Extrait du document:
○ ○ ○ ○ ○
Magazine Le Mensuel

Nº 3076 du vendredi 7 avril 2017

Plume libre

Le capitalisme de «Semaan» le communiste

Le système de libre marché est le moyen le plus efficace que les êtres humains aient trouvé, jusqu’à présent, pour organiser la production et la distribution. Alors que les marchés financiers libres, conçus pour engraisser les poches de certains aux dépens des pauvres, ont fait quelques incursions dans les cœurs et les esprits, on pourrait soutenir que des marchés financiers sains et concurrentiels sont un outil extraordinairement efficace pour créer des opportunités et lutter contre la pauvreté. En raison de leur rôle dans le financement de nouvelles idées, les marchés financiers maintiennent vivant le processus de «destruction créative», par lequel les idées et les anciennes organisations sont constamment contestées et remplacées par de nouvelles, meilleures. En l’absence de marchés financiers dynamiques et innovants, les économies s’useraient et diminueraient invariablement.
Après plus de 45 ans, cet article est un hommage à Semaan le communiste, philosophe non-soviétique de mon village. Semaan avait pour passion de nous rassembler comme camarades potentiels et de nous prêcher Le capital de Karl Marx, histoire de nous inculquer la doctrine de la communauté et de viser notamment l’injustice du capitalisme vis-à-vis de l’exploitation des classes travailleuses. Exploitation qui se manifestait par plus de productivité, de bénéfices supplémentaires pour le patron mais sans changement de salaire ou heures de travail.
○ ○ ○ ○ ○
Données enregistrées:
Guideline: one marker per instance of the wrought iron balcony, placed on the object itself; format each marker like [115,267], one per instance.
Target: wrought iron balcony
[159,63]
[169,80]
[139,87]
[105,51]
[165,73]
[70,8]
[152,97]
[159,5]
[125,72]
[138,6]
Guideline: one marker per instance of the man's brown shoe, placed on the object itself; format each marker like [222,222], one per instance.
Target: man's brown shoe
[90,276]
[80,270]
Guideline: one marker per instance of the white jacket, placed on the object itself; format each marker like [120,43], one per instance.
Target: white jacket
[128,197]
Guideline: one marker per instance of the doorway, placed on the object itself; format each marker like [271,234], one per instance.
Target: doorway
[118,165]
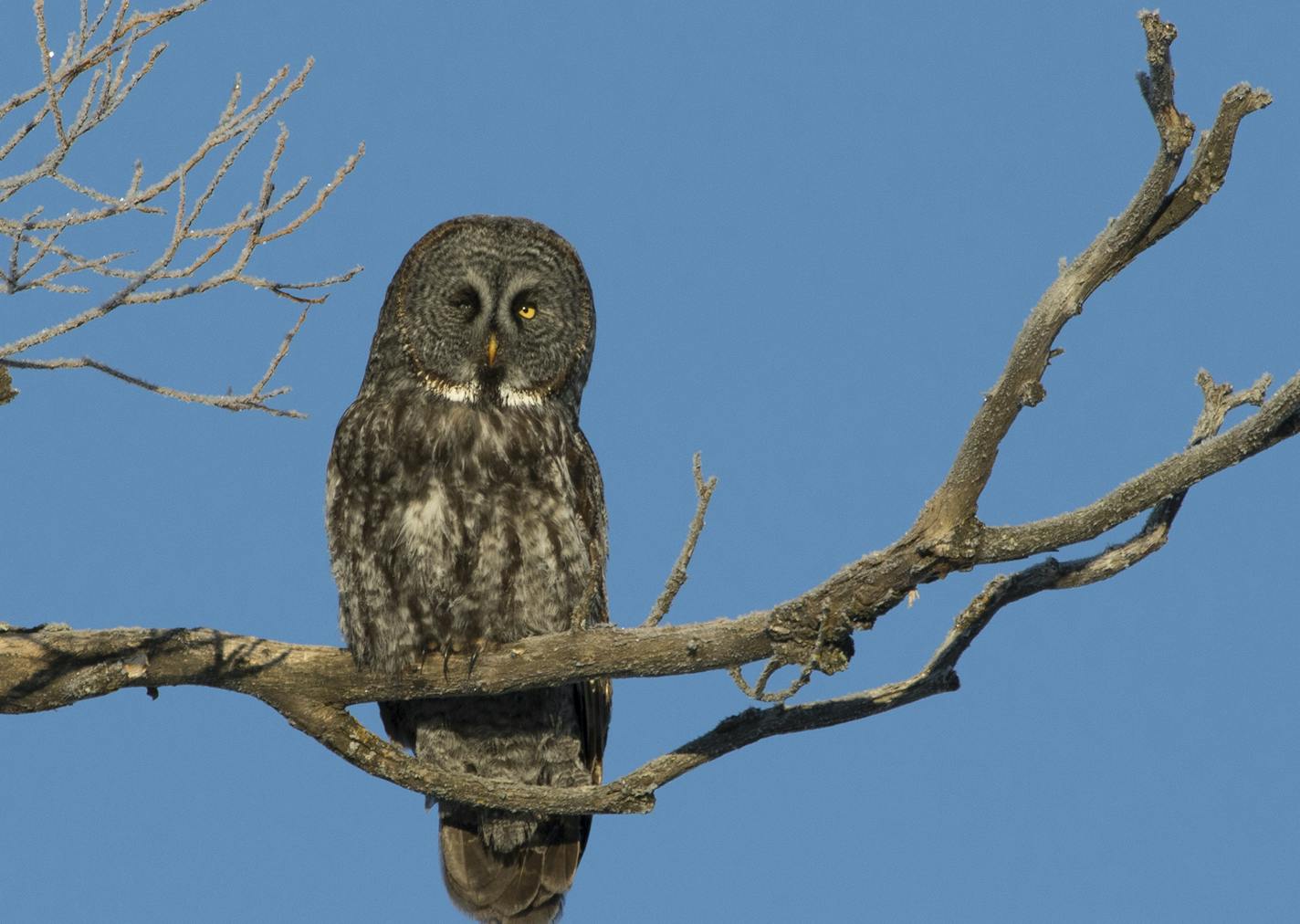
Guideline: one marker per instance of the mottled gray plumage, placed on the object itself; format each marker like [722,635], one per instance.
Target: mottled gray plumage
[465,511]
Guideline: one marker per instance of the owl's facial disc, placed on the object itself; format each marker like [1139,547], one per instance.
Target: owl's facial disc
[496,310]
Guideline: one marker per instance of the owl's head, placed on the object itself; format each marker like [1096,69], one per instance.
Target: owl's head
[491,310]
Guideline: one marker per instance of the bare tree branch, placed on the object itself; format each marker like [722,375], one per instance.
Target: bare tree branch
[40,260]
[677,576]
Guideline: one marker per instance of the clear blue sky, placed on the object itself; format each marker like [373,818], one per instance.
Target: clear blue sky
[812,230]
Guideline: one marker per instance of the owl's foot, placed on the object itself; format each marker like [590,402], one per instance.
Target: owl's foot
[472,650]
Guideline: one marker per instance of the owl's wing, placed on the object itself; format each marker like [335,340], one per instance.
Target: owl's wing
[593,696]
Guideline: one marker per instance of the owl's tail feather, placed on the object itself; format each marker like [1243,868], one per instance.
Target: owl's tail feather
[524,886]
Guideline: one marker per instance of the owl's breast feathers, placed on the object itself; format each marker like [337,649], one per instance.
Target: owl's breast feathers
[456,527]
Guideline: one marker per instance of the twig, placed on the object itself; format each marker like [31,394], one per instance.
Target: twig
[677,576]
[39,260]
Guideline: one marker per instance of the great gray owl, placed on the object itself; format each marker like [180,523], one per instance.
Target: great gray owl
[465,511]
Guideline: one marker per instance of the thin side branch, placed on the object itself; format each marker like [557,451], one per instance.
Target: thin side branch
[39,257]
[677,576]
[1152,214]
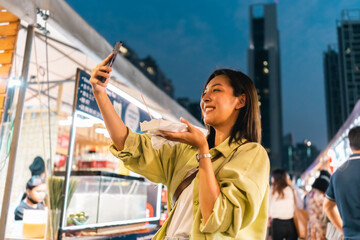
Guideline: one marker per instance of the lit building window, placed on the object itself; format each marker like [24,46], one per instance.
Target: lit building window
[123,50]
[150,70]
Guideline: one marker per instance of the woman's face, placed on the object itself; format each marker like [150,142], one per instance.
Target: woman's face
[219,105]
[38,193]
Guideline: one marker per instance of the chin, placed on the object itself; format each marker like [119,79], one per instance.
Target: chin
[208,121]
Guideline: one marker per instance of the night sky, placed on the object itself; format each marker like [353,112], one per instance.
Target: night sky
[190,39]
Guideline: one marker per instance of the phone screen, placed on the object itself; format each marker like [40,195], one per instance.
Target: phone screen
[112,59]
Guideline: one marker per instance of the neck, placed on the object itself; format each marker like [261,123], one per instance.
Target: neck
[31,202]
[221,135]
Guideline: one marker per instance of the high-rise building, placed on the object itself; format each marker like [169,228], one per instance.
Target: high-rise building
[342,71]
[349,57]
[334,107]
[264,69]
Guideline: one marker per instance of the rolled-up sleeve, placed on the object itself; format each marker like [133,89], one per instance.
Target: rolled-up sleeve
[139,156]
[330,190]
[243,185]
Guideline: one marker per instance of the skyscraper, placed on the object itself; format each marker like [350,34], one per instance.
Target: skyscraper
[264,69]
[342,71]
[348,29]
[334,107]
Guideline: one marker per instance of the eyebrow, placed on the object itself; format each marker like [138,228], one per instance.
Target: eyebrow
[216,84]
○ ○ ○ ○ ○
Recopiez mot pour mot l'intégralité de l'article sur le capitalisme de Semaan, s'il vous plaît. On peut se passer des enregistrements.

Réponse:
Magazine Le Mensuel

Nº 3076 du vendredi 7 avril 2017

Plume libre

Le capitalisme de «Semaan» le communiste

Le système de libre marché est le moyen le plus efficace que les êtres humains aient trouvé, jusqu’à présent, pour organiser la production et la distribution. Alors que les marchés financiers libres, conçus pour engraisser les poches de certains aux dépens des pauvres, ont fait quelques incursions dans les cœurs et les esprits, on pourrait soutenir que des marchés financiers sains et concurrentiels sont un outil extraordinairement efficace pour créer des opportunités et lutter contre la pauvreté. En raison de leur rôle dans le financement de nouvelles idées, les marchés financiers maintiennent vivant le processus de «destruction créative», par lequel les idées et les anciennes organisations sont constamment contestées et remplacées par de nouvelles, meilleures. En l’absence de marchés financiers dynamiques et innovants, les économies s’useraient et diminueraient invariablement.
Après plus de 45 ans, cet article est un hommage à Semaan le communiste, philosophe non-soviétique de mon village. Semaan avait pour passion de nous rassembler comme camarades potentiels et de nous prêcher Le capital de Karl Marx, histoire de nous inculquer la doctrine de la communauté et de viser notamment l’injustice du capitalisme vis-à-vis de l’exploitation des classes travailleuses. Exploitation qui se manifestait par plus de productivité, de bénéfices supplémentaires pour le patron mais sans changement de salaire ou heures de travail.